- _Problem to work on_: Could you give the part of the data below that opens with the line containing "the white pole." and closes with the line containing "<point>616,262</point>" as a JSON list of strings, one string per line, with both end lines included and blank lines left out?

Location labeling data
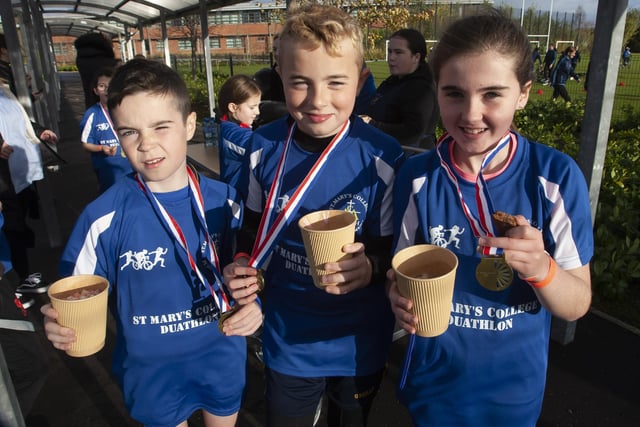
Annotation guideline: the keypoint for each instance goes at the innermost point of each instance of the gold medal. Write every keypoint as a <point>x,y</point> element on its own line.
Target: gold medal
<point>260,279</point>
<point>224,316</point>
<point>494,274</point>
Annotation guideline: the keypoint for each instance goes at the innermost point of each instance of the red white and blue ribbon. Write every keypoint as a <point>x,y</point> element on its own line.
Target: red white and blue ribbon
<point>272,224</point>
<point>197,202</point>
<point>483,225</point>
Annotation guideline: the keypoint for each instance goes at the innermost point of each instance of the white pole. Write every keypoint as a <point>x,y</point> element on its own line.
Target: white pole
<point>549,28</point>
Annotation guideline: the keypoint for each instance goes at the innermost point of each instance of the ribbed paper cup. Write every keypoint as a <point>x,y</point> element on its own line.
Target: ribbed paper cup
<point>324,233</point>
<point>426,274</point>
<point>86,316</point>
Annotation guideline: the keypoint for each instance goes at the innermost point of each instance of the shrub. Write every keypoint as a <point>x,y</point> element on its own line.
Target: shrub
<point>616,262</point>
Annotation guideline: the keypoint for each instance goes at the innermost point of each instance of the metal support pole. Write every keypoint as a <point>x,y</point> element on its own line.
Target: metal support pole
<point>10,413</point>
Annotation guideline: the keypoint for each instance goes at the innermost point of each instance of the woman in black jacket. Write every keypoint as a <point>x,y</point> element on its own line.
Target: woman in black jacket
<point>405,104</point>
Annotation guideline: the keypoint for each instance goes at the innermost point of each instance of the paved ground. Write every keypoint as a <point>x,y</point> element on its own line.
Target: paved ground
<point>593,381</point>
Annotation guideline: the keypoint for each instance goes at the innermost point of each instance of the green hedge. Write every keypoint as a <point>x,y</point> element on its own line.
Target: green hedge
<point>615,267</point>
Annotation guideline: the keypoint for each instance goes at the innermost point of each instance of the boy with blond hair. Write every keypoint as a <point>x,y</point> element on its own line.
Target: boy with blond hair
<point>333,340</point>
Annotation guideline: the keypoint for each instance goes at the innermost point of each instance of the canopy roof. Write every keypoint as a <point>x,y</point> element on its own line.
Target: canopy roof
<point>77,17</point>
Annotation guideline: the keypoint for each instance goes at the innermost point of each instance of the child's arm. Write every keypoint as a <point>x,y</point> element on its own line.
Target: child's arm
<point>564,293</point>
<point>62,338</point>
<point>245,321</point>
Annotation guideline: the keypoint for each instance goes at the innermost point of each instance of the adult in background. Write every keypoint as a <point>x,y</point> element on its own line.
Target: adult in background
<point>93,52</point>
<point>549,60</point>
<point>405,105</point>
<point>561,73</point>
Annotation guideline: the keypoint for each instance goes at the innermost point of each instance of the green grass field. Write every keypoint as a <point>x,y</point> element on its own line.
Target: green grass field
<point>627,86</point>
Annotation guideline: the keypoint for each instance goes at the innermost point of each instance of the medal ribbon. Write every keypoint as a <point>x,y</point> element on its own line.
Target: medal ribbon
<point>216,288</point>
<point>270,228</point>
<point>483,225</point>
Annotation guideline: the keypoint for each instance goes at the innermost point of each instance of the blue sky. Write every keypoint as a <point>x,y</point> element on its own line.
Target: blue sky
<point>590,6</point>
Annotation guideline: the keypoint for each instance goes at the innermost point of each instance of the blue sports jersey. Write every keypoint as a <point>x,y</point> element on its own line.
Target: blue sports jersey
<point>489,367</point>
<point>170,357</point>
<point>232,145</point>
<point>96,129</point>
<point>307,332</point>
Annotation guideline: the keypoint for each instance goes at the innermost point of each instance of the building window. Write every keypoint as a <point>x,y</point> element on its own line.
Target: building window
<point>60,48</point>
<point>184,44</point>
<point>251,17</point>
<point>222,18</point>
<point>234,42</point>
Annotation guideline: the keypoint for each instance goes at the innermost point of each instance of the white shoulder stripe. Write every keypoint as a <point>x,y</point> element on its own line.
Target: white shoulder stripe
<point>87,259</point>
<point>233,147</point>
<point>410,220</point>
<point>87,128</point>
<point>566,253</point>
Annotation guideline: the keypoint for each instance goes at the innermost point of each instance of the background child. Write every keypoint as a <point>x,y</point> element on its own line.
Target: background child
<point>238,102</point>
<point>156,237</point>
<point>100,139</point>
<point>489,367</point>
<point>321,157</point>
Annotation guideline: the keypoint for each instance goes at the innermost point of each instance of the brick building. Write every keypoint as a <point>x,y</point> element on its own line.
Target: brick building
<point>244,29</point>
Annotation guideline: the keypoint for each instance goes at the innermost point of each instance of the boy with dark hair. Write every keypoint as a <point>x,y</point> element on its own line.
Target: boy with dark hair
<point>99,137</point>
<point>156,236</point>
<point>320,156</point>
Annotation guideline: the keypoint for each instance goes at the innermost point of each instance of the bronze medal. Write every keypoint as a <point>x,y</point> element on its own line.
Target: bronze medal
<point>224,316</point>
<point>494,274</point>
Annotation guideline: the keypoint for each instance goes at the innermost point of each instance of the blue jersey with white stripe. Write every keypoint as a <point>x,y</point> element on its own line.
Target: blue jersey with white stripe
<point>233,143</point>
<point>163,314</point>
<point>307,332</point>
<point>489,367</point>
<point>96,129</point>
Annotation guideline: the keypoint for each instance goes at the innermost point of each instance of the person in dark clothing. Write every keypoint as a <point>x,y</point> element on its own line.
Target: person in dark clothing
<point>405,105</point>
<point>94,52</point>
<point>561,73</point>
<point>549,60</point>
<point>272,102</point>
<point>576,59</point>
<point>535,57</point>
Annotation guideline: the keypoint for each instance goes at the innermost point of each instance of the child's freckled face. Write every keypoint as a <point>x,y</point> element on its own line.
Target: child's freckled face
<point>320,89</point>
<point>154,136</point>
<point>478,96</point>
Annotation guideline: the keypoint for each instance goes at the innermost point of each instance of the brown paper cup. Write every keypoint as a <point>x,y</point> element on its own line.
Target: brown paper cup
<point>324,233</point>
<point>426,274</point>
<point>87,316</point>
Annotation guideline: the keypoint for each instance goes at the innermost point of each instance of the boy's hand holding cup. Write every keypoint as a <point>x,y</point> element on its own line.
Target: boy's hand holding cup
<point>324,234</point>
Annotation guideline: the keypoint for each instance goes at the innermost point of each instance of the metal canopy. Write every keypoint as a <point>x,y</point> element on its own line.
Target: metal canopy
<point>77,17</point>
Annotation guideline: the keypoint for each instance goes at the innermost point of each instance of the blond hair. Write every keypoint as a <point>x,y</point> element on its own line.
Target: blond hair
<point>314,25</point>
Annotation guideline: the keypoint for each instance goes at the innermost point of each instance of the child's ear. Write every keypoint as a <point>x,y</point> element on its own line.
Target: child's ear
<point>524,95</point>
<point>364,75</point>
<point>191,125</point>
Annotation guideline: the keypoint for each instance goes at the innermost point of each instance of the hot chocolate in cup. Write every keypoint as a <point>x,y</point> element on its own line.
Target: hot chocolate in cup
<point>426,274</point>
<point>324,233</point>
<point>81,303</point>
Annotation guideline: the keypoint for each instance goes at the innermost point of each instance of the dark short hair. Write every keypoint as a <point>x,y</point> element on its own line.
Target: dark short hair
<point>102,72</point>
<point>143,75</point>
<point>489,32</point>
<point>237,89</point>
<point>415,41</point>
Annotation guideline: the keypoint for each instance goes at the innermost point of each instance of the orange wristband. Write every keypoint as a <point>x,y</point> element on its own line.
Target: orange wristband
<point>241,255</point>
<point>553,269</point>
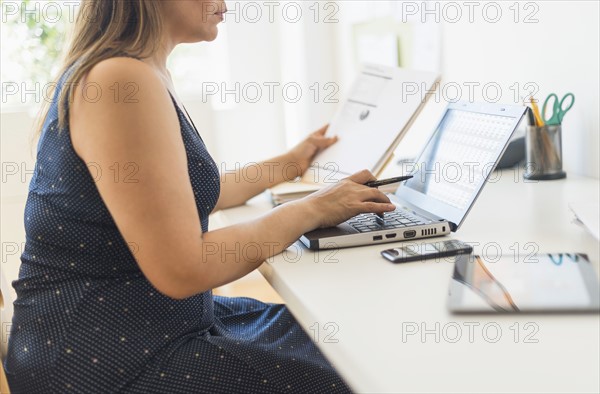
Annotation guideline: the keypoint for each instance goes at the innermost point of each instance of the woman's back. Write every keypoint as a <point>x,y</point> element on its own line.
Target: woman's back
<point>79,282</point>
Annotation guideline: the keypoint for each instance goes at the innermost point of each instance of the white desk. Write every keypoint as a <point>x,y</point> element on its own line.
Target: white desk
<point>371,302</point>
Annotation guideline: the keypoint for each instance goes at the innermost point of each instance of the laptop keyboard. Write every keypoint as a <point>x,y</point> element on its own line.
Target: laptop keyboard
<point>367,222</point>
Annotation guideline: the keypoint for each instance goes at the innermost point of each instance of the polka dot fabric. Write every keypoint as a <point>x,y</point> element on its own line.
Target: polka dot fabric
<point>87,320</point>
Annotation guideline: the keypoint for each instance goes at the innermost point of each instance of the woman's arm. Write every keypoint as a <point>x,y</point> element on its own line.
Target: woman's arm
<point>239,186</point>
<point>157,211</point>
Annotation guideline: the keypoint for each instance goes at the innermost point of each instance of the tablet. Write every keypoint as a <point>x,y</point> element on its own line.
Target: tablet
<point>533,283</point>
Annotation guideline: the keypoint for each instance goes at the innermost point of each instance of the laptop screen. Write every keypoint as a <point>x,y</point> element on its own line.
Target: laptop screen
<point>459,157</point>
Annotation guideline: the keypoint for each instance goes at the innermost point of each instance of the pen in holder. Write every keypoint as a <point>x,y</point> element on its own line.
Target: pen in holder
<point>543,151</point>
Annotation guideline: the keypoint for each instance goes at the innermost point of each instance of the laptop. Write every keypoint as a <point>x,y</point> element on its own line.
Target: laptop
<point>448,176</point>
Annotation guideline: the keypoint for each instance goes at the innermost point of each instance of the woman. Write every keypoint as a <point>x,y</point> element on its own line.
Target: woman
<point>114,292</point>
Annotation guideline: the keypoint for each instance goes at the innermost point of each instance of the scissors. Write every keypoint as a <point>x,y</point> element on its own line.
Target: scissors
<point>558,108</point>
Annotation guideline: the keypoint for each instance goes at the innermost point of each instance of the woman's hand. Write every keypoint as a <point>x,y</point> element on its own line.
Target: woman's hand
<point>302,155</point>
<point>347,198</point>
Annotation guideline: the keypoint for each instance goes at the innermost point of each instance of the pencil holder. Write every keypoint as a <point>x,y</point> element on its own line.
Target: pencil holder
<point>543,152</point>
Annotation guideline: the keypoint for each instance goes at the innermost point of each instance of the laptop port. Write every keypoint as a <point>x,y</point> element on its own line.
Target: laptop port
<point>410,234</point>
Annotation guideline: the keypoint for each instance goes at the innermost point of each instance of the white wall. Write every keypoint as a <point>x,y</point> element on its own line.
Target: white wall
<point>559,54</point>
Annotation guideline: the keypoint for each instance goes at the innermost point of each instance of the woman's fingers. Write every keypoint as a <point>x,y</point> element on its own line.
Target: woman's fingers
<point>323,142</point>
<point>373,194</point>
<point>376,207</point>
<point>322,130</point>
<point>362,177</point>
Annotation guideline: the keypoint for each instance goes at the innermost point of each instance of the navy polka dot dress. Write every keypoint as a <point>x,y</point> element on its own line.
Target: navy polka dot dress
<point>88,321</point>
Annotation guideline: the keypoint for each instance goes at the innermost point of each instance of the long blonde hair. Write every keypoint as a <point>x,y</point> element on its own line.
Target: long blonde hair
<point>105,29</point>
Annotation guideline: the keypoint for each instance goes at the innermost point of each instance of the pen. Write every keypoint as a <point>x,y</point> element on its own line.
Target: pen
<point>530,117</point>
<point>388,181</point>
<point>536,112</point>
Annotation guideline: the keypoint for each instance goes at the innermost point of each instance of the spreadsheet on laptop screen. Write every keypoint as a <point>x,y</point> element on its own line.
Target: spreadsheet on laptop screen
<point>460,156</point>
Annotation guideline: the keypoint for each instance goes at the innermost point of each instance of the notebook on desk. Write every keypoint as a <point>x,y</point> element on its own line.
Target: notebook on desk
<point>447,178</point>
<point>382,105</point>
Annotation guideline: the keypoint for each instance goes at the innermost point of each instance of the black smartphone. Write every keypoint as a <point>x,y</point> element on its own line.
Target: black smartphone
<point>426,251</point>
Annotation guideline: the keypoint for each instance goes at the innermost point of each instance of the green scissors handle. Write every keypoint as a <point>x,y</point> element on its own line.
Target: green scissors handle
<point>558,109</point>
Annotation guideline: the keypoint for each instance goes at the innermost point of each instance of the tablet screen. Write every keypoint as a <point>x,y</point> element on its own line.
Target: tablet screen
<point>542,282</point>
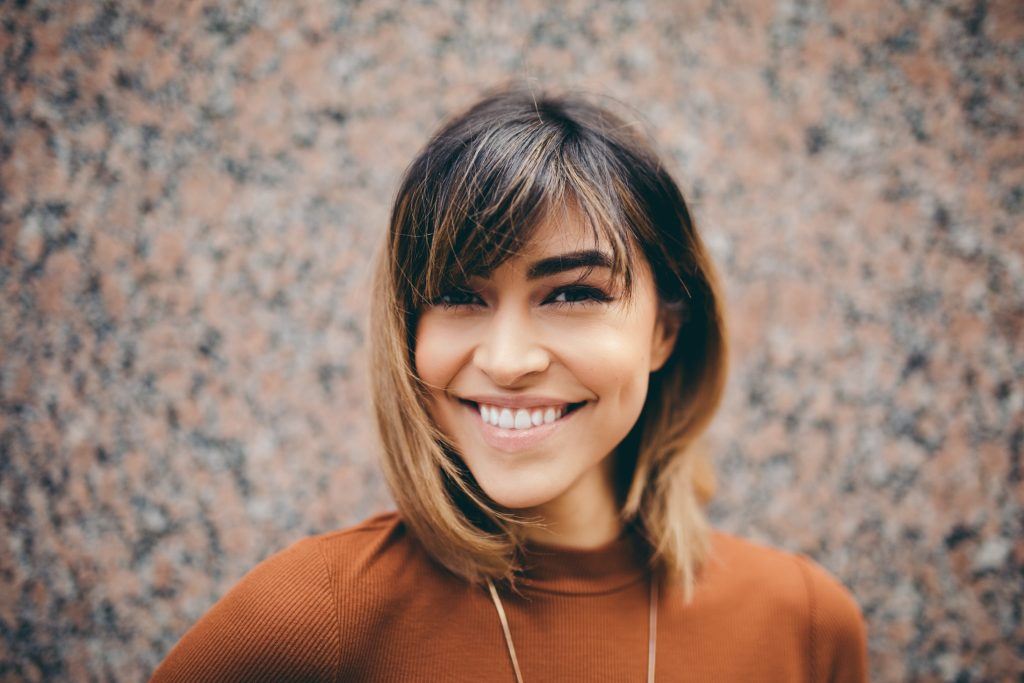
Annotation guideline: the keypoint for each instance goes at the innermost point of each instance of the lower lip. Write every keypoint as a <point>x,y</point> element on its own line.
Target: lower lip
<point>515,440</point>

- _Task response_:
[
  "Annotation guideline: the keypoint for each instance goes at the innermost point of each instance of the white pole. Write every keypoint as a <point>x,y</point> element on its own line.",
  "Target: white pole",
  "<point>549,28</point>",
  "Annotation guideline: the keypoint for each instance goes at the innermost point of each instance of the ribbed paper cup. Write every keypoint as a <point>x,y</point> element on its own line.",
  "Target: ribbed paper cup",
  "<point>324,233</point>",
  "<point>426,274</point>",
  "<point>86,316</point>",
  "Annotation guideline: the keypoint for each instance goes at the innermost point of each instance of the shrub. Write every keypoint as a <point>x,y</point> element on its own line.",
  "Target: shrub",
  "<point>616,262</point>"
]